→ **WHAT TO PRODUCE**: Transcribe word for word the part of the passage on coalitional game theory that begins with "The payoff v(S)" and ends with "a grand coalition.".

→ **TEXT PASSAGE**:

Coalitional Game theory

Last Updated : 17 Oct, 2023

Coalitional game theory has now become the dominant group of game theory which makes sure of the group preference rather than individual actions. It focuses more on the group than an individual agent as the basic modelling unit. More precisely, we will still be modelling the individual preferences of agents, but definitely not their possible actions. Instead, we would be taking a deep interest in the coarser model of the capabilities of different groups.

Coalitional Game theory

Coalitional Game theory focuses on the achievement of groups of agents, rather in an individualistic sense. Given a set of agents, coalitional game theory defines how well each coalition or group can perform and do for itself. In a broader view, it looks for the achievements of the group of agents rather than the choices of the individuals within that particular coalition or their manner of coordination among each other.

In such a case, the payoffs to a coalition may be freely redistributed among its members since we would be looking at the coalition as a whole. Such transferable utility is assumed to be satisfied whenever there is a universal currency used for exchange in the system.

Preliminaries

A coalitional game (N, v) is a set of players N, with let’s say, coalition S which is a group of cooperating players (subset of N).

The payoff v(S) which is the worth of a coalition v, is a real number representing the gain from the coalition S in the game (N, v). Further, v(N) is the worth of forming a coalition of all users, which is said as a grand coalition.

→ **DATA EXTRACT**:
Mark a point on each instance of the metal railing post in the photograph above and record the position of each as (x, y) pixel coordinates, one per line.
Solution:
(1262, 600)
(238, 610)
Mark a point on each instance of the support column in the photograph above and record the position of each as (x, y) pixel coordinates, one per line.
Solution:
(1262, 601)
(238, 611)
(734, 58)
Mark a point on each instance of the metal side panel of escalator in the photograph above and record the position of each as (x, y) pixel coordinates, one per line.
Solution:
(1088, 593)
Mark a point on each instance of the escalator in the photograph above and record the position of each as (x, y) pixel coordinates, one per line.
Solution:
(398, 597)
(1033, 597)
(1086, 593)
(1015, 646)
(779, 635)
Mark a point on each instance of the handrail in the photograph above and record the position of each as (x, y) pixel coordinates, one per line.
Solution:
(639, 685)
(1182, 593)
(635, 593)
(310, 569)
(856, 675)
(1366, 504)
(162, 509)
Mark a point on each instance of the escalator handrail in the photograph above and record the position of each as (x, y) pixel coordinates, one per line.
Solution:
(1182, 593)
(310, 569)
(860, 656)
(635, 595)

→ **COMPLETE RESPONSE**:
The payoff v(S) which is the worth of a coalition v, is a real number representing the gain from the coalition S in the game (N, v). Further, v(N) is the worth of forming a coalition of all users, which is said as a grand coalition.